Material provided:

◇ ◇ ◇ ◇ ◇ ◇ ◇

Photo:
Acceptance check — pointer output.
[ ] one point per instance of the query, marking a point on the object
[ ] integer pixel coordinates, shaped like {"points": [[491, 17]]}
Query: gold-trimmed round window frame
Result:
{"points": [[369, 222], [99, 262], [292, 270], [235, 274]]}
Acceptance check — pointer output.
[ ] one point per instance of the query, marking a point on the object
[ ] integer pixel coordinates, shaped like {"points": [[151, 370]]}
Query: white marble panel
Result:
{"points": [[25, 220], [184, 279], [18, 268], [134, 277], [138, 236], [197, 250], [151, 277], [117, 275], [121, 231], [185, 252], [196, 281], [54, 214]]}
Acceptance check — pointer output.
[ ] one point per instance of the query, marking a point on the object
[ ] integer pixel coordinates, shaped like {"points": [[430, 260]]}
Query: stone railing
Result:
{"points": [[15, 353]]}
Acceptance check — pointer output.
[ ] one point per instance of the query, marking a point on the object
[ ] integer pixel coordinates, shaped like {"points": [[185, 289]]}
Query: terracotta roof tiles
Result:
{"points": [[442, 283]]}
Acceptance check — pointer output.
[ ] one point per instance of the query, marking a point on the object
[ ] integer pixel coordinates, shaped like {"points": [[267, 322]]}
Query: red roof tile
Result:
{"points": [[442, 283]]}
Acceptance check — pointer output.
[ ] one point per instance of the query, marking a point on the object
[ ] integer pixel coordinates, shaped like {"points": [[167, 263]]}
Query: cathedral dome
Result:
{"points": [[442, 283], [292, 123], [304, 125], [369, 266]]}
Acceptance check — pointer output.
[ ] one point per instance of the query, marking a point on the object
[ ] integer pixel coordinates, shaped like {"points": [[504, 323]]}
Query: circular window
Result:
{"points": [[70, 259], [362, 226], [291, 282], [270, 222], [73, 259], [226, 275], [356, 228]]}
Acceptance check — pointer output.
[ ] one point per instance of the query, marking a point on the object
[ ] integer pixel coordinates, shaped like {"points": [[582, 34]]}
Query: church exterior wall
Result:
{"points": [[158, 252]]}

◇ ◇ ◇ ◇ ◇ ◇ ◇

Write out the full listing exactly as given.

Response below:
Photo:
Acceptance check — pointer output.
[ ] one point per instance of the query, marking a point on the object
[ ] integer pixel coordinates, shaped like {"points": [[491, 17]]}
Query: gold-trimmed round window frame
Result:
{"points": [[369, 222], [99, 262], [292, 270], [235, 274]]}
Acceptance check — pointer output.
[ ] one point per instance of the query, marking a point on the object
[ ] integer pixel coordinates, shaped like {"points": [[151, 370]]}
Query: white marble panel
Result:
{"points": [[25, 220], [184, 279], [18, 268], [134, 277], [138, 236], [197, 250], [151, 277], [117, 275], [121, 231], [185, 252], [196, 281], [54, 214]]}
Acceptance check — pointer output.
[ ] one point per instance of the query, marking a point on the object
[ ] integer pixel coordinates, shaped like {"points": [[430, 260]]}
Query: stone railing
Result:
{"points": [[15, 353]]}
Acceptance check — pointer output.
[ ] one point per instance of the query, marking a point on the object
[ ] integer pixel coordinates, shaped like {"points": [[185, 289]]}
Query: terracotta roof tiles
Result:
{"points": [[442, 283]]}
Acceptance check — pointer output.
[ ] one point per instance of the query, marking a point on the object
[ ] integer pixel coordinates, shaped like {"points": [[267, 322]]}
Query: red roof tile
Result:
{"points": [[442, 283]]}
Acceptance check — pointer output.
[ ] one point per instance of the query, marking a point on the object
[ ] integer pixel coordinates, shaped like {"points": [[167, 263]]}
Query: cathedral dome
Result:
{"points": [[442, 283], [292, 123], [304, 125], [369, 266]]}
Acceptance check — pointer output.
[ ] one point per instance of the query, marking a point on the object
[ ] integer pixel coordinates, shaped like {"points": [[504, 323]]}
Query: circular window
Result:
{"points": [[70, 259], [362, 226], [291, 282], [270, 222], [73, 259], [226, 275], [356, 228]]}
Acceptance check — pointer output.
[ ] one point per instance of the query, marking a point on the object
[ ] integer pixel coordinates, shaped like {"points": [[582, 34]]}
Query: church exterior wall
Result:
{"points": [[158, 252]]}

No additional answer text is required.